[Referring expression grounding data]
····················
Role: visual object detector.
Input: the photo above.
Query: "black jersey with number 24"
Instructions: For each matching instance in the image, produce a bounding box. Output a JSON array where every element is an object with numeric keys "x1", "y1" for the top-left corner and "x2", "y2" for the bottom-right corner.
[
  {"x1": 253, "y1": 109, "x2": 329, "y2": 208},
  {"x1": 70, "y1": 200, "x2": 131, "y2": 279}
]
····················
### [INSTRUCTIONS TO FOLLOW]
Starting at the first line of the records, print each line exactly, stopping after the line that contains "jersey with number".

### [OUTPUT FOR THIS TASK]
Role: visual object detector.
Input: the photo above.
Query: "black jersey with number 24"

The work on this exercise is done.